● BRIEF: Repeat, exactly and alone, every line from the line that contains "t-shirt with red" to the end of the entries.

--- INFORMATION GIVEN ---

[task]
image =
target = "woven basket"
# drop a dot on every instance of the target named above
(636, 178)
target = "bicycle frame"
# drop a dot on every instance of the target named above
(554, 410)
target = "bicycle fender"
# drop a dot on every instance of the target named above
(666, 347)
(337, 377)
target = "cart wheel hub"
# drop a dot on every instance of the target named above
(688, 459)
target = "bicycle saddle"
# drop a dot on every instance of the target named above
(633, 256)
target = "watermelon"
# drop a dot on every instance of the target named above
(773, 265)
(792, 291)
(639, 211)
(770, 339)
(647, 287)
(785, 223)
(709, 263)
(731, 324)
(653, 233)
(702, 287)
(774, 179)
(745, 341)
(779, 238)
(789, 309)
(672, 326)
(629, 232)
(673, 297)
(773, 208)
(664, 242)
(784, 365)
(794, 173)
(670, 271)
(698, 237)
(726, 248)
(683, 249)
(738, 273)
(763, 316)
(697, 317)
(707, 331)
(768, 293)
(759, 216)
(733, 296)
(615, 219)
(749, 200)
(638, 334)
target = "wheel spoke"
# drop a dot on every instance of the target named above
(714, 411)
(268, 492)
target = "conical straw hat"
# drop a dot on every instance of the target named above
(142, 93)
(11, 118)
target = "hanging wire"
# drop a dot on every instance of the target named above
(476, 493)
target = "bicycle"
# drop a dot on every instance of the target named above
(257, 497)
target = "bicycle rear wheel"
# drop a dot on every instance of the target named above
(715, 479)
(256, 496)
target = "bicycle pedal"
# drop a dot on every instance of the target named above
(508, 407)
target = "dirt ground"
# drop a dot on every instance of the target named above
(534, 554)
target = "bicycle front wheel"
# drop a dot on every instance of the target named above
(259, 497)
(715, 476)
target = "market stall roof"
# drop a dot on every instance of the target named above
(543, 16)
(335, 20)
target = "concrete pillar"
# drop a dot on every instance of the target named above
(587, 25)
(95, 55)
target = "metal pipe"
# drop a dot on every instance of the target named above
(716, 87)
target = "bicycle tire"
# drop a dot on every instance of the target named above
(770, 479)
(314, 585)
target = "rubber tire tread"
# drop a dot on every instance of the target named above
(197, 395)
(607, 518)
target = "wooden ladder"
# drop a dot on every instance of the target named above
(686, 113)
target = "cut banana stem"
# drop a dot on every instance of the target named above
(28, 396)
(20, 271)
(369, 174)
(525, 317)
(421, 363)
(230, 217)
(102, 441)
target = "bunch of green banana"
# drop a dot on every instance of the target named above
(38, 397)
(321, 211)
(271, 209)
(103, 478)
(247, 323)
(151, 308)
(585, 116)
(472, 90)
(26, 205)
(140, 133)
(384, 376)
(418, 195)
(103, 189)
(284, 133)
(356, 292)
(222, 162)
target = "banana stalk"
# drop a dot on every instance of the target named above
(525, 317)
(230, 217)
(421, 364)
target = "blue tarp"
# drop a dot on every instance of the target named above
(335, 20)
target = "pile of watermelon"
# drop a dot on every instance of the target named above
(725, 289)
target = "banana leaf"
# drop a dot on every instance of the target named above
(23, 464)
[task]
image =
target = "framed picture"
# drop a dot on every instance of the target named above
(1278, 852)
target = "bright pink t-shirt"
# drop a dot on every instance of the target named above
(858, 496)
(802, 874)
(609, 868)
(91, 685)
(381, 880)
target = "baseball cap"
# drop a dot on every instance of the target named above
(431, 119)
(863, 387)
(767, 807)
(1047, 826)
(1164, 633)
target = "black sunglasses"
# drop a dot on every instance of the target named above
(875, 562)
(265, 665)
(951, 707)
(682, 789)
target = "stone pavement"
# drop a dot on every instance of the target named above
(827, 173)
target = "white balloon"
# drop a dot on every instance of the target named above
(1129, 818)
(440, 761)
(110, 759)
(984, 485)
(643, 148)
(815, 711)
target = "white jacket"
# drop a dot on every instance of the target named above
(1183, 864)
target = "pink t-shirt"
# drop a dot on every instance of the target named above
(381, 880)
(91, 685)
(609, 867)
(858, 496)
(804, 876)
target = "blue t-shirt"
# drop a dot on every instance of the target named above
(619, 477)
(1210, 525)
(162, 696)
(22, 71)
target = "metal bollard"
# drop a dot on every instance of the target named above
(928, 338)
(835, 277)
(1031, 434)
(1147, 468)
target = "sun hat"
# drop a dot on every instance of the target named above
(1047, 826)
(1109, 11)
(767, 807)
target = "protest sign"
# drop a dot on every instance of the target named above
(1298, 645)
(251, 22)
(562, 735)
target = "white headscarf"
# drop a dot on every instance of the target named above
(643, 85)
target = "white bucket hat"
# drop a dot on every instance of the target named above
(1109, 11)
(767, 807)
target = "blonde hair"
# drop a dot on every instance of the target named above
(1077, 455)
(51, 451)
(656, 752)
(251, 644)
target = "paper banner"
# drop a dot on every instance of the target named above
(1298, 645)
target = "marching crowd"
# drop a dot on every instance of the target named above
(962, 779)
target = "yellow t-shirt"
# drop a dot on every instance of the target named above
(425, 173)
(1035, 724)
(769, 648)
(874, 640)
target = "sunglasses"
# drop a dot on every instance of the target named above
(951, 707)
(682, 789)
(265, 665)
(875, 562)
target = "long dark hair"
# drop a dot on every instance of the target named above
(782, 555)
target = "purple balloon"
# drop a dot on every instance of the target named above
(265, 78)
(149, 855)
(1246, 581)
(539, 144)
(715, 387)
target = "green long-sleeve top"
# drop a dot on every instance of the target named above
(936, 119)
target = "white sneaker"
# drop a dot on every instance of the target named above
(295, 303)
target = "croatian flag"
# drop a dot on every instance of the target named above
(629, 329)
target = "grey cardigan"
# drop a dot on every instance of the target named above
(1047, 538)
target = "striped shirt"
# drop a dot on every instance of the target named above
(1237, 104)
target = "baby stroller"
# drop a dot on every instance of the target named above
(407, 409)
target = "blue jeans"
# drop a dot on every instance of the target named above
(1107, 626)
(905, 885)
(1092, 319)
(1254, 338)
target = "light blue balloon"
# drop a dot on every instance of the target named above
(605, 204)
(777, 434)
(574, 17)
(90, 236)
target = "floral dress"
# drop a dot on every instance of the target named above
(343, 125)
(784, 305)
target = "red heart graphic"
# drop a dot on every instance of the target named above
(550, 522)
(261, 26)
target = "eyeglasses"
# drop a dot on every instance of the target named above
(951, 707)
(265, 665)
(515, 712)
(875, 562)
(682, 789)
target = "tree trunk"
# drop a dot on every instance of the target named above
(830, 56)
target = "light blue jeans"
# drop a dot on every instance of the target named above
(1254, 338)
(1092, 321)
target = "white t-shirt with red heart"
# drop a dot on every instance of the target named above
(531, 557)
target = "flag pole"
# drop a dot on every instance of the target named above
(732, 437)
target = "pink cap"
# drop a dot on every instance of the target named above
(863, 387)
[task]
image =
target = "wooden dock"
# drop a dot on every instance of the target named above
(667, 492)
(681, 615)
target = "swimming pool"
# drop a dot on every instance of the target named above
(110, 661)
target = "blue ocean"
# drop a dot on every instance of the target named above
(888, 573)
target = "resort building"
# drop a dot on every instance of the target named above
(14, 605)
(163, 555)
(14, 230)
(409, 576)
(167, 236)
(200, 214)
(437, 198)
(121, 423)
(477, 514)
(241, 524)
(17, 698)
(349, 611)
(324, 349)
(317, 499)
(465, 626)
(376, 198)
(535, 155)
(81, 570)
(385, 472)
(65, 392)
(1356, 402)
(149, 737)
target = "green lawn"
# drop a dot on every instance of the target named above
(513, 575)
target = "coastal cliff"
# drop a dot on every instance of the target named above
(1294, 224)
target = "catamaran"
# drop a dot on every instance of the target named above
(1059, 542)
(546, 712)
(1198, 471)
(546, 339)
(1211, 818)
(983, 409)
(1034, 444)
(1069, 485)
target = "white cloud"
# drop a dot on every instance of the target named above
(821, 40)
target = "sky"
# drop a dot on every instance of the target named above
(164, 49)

---

● COMPLETE ANSWER:
target = "white t-shirt with red heart"
# drop a dot on every instance of the target named above
(531, 557)
target = "flag pole"
# drop a dot on every instance of the target named above
(732, 437)
target = "pink cap"
# drop a dot on every instance of the target named above
(863, 387)
[task]
image =
target = "wooden dock"
# drop a dot on every instance of the target named above
(667, 492)
(681, 615)
target = "swimming pool"
# drop a dot on every instance of the target named above
(110, 661)
target = "blue ocean"
# drop a dot on every instance of the target named above
(888, 573)
target = "resort building"
# drop a dot on every instance of the target named above
(14, 605)
(163, 555)
(14, 230)
(409, 576)
(167, 236)
(200, 214)
(437, 198)
(121, 423)
(477, 514)
(241, 524)
(17, 698)
(349, 611)
(324, 349)
(317, 499)
(465, 626)
(376, 198)
(535, 155)
(81, 570)
(385, 472)
(65, 392)
(1356, 402)
(149, 737)
target = "green lawn"
# drop a dot on every instance of the target named above
(513, 575)
target = "coastal cliff"
# drop a dot on every instance of the target named above
(1294, 224)
target = "catamaran"
# drop a dot on every instance of the target named above
(1059, 542)
(546, 712)
(1198, 471)
(546, 339)
(1211, 818)
(983, 409)
(1034, 444)
(1069, 485)
target = "white cloud"
# drop a dot on every instance of the target named above
(821, 40)
target = "sky"
# drop a dot on every instance of the target named above
(164, 49)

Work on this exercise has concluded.